» What you need to do
Copy everything from the line containing "Please trace the outline of every instance of the leaf." down to the line containing "M 23 91 L 2", both included. Increase every coordinate in the answer outlines by 135, and leave the requests and their format samples unchanged.

» Labeled contour entries
====

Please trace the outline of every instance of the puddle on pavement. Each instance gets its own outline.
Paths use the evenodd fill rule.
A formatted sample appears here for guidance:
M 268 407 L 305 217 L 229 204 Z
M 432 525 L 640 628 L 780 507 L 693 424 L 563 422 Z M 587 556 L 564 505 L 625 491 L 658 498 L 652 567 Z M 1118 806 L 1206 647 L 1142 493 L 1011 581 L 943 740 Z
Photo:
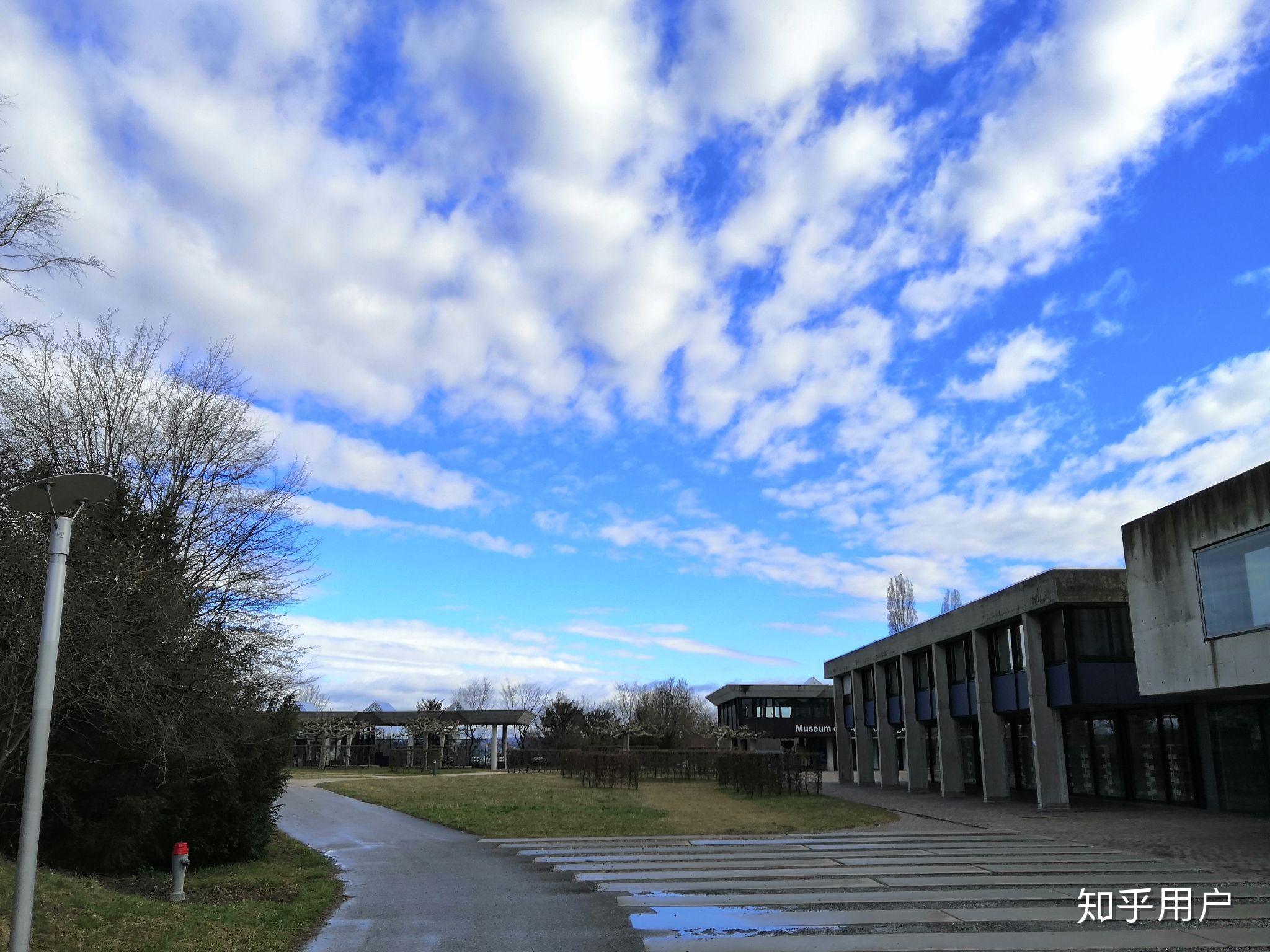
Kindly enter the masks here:
M 650 913 L 631 913 L 631 925 L 636 929 L 676 932 L 685 938 L 718 932 L 757 935 L 808 928 L 790 919 L 786 911 L 762 906 L 653 906 Z

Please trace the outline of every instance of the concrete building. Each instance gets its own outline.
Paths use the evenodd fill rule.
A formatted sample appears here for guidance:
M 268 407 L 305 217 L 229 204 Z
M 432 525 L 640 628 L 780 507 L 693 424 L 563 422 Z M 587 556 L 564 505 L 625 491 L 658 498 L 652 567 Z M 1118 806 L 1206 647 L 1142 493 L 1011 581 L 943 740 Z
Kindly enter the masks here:
M 1270 812 L 1270 463 L 826 663 L 845 783 Z
M 719 708 L 719 724 L 749 729 L 742 750 L 799 750 L 820 754 L 826 770 L 837 770 L 833 743 L 833 687 L 812 678 L 806 684 L 724 684 L 706 699 Z

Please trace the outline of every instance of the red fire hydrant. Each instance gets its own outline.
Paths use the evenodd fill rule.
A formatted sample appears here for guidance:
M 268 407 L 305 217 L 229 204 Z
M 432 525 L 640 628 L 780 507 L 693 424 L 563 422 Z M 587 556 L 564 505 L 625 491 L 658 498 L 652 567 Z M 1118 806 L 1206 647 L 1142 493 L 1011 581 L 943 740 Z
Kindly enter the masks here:
M 189 844 L 174 843 L 171 847 L 171 895 L 173 902 L 185 901 L 185 869 L 189 868 Z

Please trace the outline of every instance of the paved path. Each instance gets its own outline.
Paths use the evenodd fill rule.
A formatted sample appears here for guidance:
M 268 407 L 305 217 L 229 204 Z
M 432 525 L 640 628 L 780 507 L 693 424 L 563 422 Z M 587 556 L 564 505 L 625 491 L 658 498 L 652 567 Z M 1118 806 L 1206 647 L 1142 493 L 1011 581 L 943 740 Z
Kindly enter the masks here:
M 1033 833 L 946 824 L 786 836 L 491 839 L 630 914 L 646 952 L 1270 948 L 1270 883 Z M 516 862 L 519 859 L 519 862 Z M 1231 905 L 1160 922 L 1162 887 Z M 1082 889 L 1114 918 L 1078 923 Z M 1149 890 L 1130 923 L 1120 890 Z M 578 943 L 577 948 L 585 948 Z
M 278 825 L 331 857 L 349 896 L 309 952 L 639 948 L 611 897 L 471 834 L 305 786 L 287 788 Z
M 1270 817 L 1266 816 L 1109 800 L 1043 812 L 1036 809 L 1035 798 L 984 803 L 979 797 L 942 797 L 853 783 L 826 783 L 824 792 L 903 811 L 900 823 L 906 829 L 1012 829 L 1270 881 Z

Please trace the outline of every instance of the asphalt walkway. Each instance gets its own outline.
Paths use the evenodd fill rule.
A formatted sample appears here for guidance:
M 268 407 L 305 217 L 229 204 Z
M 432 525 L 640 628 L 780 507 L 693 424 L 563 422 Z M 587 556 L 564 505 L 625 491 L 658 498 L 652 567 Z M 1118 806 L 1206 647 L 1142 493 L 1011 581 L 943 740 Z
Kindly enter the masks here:
M 640 947 L 611 896 L 471 834 L 307 786 L 283 793 L 278 825 L 334 859 L 348 894 L 309 952 Z

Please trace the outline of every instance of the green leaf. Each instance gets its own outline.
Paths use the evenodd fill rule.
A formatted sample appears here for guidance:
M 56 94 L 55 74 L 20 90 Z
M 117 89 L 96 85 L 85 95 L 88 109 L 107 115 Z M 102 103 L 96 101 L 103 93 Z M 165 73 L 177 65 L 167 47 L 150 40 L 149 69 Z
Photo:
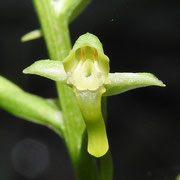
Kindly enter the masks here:
M 40 29 L 36 29 L 33 30 L 27 34 L 25 34 L 24 36 L 22 36 L 21 38 L 21 42 L 27 42 L 27 41 L 32 41 L 35 39 L 39 39 L 42 37 L 42 32 Z
M 63 64 L 60 61 L 39 60 L 24 69 L 23 73 L 36 74 L 60 82 L 65 82 L 67 79 Z
M 48 126 L 63 134 L 63 118 L 60 110 L 47 100 L 23 91 L 0 76 L 0 107 L 13 115 Z
M 163 82 L 151 73 L 109 73 L 109 80 L 111 83 L 105 85 L 104 96 L 116 95 L 146 86 L 165 87 Z

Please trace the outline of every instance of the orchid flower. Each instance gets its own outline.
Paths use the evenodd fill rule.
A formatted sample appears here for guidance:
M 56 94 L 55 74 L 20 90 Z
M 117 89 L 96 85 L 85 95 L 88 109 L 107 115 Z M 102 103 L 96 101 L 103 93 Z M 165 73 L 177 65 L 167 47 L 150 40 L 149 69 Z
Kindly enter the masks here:
M 78 38 L 62 62 L 39 60 L 23 73 L 66 83 L 73 89 L 87 129 L 87 149 L 95 157 L 103 156 L 109 149 L 101 112 L 102 96 L 139 87 L 165 86 L 150 73 L 110 73 L 109 58 L 104 54 L 99 39 L 90 33 Z

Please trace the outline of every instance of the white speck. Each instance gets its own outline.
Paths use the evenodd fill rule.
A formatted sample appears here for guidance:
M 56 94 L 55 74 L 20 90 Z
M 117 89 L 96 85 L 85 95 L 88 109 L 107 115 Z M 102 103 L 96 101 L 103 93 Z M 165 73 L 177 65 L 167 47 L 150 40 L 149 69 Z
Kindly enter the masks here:
M 63 0 L 51 0 L 51 2 L 56 14 L 59 14 L 63 6 Z

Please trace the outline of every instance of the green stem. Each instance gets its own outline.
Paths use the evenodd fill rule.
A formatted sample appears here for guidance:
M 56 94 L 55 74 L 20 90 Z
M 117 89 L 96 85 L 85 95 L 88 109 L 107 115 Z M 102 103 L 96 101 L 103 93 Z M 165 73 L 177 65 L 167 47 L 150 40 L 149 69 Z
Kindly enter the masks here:
M 33 2 L 40 20 L 50 59 L 63 60 L 71 49 L 66 16 L 63 14 L 59 17 L 57 16 L 51 0 L 33 0 Z M 87 151 L 83 150 L 84 142 L 82 138 L 85 125 L 75 95 L 67 85 L 56 83 L 56 86 L 63 111 L 64 138 L 77 179 L 96 180 L 97 167 L 95 159 Z

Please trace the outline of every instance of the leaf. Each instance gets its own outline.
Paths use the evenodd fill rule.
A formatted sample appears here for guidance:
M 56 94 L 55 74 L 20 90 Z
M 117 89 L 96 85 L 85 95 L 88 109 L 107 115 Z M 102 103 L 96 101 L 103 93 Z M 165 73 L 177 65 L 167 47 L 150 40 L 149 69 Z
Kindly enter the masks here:
M 23 91 L 2 76 L 0 76 L 0 107 L 17 117 L 46 125 L 63 134 L 62 113 L 55 105 Z
M 63 64 L 60 61 L 39 60 L 24 69 L 23 73 L 36 74 L 60 82 L 65 82 L 67 79 Z
M 42 32 L 40 29 L 33 30 L 31 32 L 28 32 L 21 38 L 21 42 L 27 42 L 27 41 L 32 41 L 35 39 L 39 39 L 42 37 Z
M 161 86 L 165 87 L 162 81 L 151 73 L 109 73 L 110 84 L 105 85 L 104 96 L 120 94 L 122 92 L 146 87 Z

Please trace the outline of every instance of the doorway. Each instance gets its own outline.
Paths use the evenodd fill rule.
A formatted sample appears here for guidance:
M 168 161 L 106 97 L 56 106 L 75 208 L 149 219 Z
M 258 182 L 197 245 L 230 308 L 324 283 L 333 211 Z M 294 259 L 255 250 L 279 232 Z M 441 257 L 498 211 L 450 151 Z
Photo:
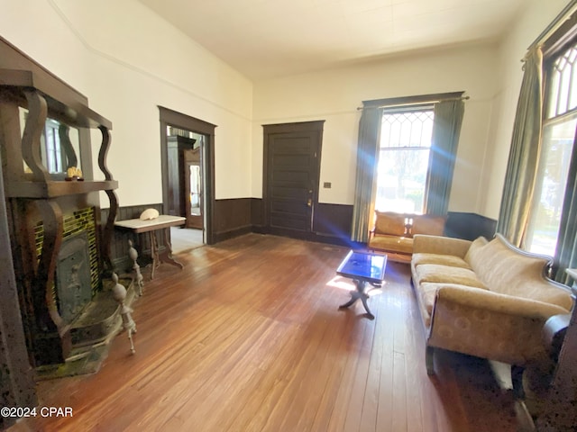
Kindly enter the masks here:
M 324 123 L 264 126 L 262 196 L 270 234 L 306 238 L 313 233 Z
M 171 230 L 173 252 L 213 244 L 215 126 L 159 110 L 163 212 L 187 219 L 184 228 Z

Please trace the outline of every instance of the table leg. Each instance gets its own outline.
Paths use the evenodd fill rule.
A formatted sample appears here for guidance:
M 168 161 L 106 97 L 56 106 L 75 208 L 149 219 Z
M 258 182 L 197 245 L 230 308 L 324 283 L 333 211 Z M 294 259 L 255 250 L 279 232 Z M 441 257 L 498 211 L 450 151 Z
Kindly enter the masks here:
M 172 246 L 170 245 L 170 237 L 169 235 L 169 229 L 164 230 L 164 252 L 160 255 L 160 261 L 175 266 L 182 270 L 184 268 L 184 266 L 174 259 L 174 257 L 172 256 Z
M 154 279 L 154 270 L 160 265 L 159 259 L 159 244 L 156 241 L 154 231 L 149 231 L 149 239 L 151 241 L 151 255 L 152 256 L 152 270 L 151 271 L 151 280 Z
M 375 316 L 372 314 L 371 310 L 369 309 L 369 305 L 367 304 L 367 299 L 369 298 L 369 294 L 365 292 L 366 283 L 365 281 L 353 280 L 356 285 L 356 291 L 351 292 L 351 300 L 349 300 L 346 303 L 339 306 L 339 309 L 348 308 L 354 304 L 357 300 L 361 300 L 362 302 L 362 306 L 364 310 L 367 311 L 367 315 L 371 320 L 374 320 Z

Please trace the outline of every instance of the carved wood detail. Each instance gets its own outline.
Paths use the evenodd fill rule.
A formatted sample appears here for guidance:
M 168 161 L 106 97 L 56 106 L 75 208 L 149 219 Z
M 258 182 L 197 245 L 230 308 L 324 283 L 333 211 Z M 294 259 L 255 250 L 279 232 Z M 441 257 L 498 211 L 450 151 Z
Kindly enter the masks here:
M 22 138 L 22 156 L 32 172 L 33 180 L 47 182 L 50 176 L 42 165 L 40 148 L 48 112 L 46 99 L 37 91 L 26 90 L 23 93 L 28 101 L 28 117 Z

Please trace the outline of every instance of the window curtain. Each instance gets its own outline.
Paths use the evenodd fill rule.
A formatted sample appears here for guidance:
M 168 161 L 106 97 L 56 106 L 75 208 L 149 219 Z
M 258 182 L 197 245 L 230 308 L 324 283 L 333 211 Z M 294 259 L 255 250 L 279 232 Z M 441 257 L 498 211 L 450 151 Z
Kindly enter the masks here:
M 567 187 L 561 213 L 561 224 L 555 251 L 554 279 L 571 286 L 572 281 L 565 273 L 577 268 L 577 146 L 573 151 L 567 175 Z
M 366 243 L 369 239 L 369 230 L 371 230 L 369 223 L 372 220 L 371 215 L 374 212 L 381 118 L 382 109 L 365 106 L 359 122 L 357 173 L 351 239 L 362 243 Z
M 461 98 L 435 104 L 425 203 L 427 214 L 447 214 L 464 106 Z
M 541 148 L 543 54 L 536 46 L 525 59 L 497 232 L 520 247 L 527 228 Z

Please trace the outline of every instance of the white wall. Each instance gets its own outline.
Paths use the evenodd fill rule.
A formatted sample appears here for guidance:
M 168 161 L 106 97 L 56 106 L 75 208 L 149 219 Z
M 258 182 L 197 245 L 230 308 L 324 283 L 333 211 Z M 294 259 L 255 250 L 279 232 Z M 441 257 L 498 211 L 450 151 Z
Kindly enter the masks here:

====

» Response to the exercise
Please trace the outline of every instance of the leaf. Each instance gets its own outline.
Paths use the evenodd fill rule.
A formatted sample appears here for guidance:
M 56 94 L 55 74 L 20 90 Z
M 117 89 L 96 85 L 85 95 L 88 109 L 107 115 Z M 102 103 L 96 101 L 103 93 Z M 165 73 L 177 65 L 167 47 L 150 40 L 149 69 Z
Kindly enter the masks here:
M 158 226 L 137 211 L 135 211 L 135 242 L 152 252 L 181 260 L 198 269 L 197 248 L 190 240 Z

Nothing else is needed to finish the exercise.